* START Document excerpt *
Single by Danielle Bradbery
- Released: August 28, 2015
- Recorded: 2015
- Genre: Country pop, Country rap
- Length: 2:58
- Label: Big Machine; Republic Nashville;
- Songwriter(s): Mikal Blue; Danielle Bradbery; Johan Lindbrandt; Shari Short;
- Producer(s): Dann Huff

Danielle Bradbery singles chronology
| "Young in America" (2014) | "Friend Zone" (2015) | "Sway" (2017) |

= Friend Zone (song) =

"Friend Zone" is a song co-written and recorded by American country music artist Danielle Bradbery and written by Mikal Blue, Johan Lindbrandt and Shari Short. It was digitally released on August 28, 2015, though the song never saw an official release to country radio.
* END Document excerpt *
[Problem A]:
From the article on the song "Friend Zone," copy the passage that begins at the words "Danielle Bradbery singles" and stops after "to country radio.".
[Problem B]:
Who is listed as the producer of "Friend Zone" in the article on that song?
[Problem C]:
Continue the article on the song "Friend Zone" from its last sentence.
* START Data supplied *
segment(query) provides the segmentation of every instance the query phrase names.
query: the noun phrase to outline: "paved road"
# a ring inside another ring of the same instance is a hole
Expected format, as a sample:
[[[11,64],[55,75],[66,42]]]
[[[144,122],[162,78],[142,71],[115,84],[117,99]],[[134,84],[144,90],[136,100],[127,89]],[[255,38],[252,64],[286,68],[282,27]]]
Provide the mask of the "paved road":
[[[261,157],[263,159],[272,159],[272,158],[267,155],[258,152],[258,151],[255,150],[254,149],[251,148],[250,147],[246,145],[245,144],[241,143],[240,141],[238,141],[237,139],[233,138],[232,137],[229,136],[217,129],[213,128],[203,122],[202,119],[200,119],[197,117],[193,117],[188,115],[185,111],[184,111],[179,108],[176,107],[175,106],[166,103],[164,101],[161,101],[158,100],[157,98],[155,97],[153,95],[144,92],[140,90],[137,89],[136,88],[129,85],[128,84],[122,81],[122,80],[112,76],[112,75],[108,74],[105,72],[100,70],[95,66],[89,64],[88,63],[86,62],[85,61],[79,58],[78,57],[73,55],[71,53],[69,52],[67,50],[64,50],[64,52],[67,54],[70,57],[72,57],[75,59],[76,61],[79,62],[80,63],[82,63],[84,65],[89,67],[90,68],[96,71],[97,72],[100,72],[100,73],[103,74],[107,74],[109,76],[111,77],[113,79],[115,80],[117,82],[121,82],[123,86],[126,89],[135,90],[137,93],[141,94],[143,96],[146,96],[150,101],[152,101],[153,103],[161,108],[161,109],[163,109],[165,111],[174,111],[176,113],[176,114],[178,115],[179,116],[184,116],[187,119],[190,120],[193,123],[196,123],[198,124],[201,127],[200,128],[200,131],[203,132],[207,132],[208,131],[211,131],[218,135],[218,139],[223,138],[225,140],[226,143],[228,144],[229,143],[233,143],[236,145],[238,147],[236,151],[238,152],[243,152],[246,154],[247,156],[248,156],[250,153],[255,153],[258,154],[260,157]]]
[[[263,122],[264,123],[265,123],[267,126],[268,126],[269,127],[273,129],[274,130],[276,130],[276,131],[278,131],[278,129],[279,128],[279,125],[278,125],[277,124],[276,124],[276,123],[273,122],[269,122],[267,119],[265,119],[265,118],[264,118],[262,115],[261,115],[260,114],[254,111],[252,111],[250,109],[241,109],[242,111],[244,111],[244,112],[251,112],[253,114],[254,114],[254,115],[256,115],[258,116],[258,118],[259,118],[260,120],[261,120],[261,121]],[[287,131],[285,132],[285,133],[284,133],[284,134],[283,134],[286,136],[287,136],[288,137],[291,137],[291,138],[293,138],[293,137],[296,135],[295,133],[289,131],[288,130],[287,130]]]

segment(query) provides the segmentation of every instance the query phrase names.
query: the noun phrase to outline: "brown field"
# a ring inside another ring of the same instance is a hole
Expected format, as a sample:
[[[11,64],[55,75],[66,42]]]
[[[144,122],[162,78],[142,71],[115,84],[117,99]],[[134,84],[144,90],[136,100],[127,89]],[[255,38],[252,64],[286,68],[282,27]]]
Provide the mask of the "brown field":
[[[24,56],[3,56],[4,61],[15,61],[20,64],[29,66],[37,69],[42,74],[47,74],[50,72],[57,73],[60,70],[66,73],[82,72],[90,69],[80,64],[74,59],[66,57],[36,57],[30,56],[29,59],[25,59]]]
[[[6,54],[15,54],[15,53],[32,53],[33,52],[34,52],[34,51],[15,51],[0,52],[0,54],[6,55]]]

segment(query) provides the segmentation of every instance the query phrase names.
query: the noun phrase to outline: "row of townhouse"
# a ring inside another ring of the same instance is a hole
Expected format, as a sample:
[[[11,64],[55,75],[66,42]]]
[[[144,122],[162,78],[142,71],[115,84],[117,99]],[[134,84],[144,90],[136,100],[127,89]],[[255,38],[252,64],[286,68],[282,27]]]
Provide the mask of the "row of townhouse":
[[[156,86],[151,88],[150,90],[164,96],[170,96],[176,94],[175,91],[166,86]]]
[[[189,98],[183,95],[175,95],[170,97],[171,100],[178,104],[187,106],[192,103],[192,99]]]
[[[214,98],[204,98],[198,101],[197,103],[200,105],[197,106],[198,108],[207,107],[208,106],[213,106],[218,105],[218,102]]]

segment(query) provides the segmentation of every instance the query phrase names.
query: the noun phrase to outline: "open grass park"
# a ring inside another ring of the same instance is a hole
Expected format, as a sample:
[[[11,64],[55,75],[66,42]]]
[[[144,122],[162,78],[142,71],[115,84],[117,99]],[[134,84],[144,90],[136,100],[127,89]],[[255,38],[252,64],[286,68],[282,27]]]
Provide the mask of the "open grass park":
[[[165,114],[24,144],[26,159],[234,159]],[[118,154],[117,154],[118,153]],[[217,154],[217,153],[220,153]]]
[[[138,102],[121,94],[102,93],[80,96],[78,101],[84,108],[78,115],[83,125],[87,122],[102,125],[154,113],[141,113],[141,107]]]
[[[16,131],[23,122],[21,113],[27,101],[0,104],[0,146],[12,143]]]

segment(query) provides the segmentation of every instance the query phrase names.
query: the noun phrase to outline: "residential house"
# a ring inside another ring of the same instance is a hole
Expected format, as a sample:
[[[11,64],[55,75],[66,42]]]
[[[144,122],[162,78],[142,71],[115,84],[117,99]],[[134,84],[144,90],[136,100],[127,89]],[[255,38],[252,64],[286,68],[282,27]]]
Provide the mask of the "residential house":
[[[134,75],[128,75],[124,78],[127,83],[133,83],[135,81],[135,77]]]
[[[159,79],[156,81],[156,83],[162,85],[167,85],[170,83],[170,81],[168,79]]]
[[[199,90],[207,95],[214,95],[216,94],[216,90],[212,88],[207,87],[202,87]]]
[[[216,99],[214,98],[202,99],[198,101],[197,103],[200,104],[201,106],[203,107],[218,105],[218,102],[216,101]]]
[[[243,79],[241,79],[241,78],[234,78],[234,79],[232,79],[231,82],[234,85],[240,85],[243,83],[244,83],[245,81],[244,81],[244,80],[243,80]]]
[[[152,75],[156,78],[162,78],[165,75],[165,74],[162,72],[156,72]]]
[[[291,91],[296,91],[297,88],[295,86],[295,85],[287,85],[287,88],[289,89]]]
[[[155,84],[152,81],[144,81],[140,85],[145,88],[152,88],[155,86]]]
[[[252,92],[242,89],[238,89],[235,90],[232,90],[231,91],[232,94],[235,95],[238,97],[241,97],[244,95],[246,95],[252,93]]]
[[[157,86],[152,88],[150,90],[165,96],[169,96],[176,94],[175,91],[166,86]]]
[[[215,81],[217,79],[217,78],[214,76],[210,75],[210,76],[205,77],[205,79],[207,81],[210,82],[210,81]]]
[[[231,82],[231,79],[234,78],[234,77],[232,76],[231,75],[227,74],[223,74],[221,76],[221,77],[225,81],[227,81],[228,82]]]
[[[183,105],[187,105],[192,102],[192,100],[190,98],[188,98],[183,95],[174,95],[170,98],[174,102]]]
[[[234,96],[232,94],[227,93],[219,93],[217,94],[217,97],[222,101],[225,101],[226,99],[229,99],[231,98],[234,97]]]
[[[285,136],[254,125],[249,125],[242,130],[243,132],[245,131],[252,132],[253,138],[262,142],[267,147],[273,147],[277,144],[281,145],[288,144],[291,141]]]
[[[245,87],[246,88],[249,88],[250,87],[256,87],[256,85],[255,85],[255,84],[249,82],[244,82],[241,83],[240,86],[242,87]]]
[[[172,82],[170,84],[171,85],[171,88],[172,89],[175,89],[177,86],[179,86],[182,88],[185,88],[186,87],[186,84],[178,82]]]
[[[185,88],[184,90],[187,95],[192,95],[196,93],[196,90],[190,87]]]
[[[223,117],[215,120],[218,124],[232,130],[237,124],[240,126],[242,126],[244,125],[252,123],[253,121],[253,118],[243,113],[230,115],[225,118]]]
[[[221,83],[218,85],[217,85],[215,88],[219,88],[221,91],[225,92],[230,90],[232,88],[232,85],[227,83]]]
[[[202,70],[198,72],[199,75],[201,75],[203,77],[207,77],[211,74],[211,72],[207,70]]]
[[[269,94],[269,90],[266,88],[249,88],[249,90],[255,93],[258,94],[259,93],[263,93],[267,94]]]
* END Data supplied *
[Exercise response A]:
Danielle Bradbery singles chronology
| "Young in America" (2014) | "Friend Zone" (2015) | "Sway" (2017) |

= Friend Zone (song) =

"Friend Zone" is a song co-written and recorded by American country music artist Danielle Bradbery and written by Mikal Blue, Johan Lindbrandt and Shari Short. It was digitally released on August 28, 2015, though the song never saw an official release to country radio.

[Exercise response B]:
Dann Huff

[Exercise response C]:
==Critical reception==
"Friend Zone" was panned by critics. Giving it an "F", Jonathan Keefe of Country Universe was heavily critical of the production and lyrics, which he panned for repeating words, improper syllable emphasis, and lines "that can’t even be bothered to keep their overworked, clichéd sports metaphors straight for the duration of a single verse." He also thought that Bradbery and similar artists were attempting "to define themselves in terms of men." He also wrote that "Simply as a piece of music, 'Friend Zone' does literally nothing competently, let alone doing anything well enough to justify its release by an artist of even Bradbery’s marginal name recognition." Jim Casey of Nash Country Weekly rated the song "D−", saying that it was "full of laughably trite sports metaphors and masquerading as a country song via looped banjo." He also criticized the rhyme scheme and repetition of words in the song and said that it "makes a mockery of female empowerment, suggesting women need to be lavished with money to make them feel special".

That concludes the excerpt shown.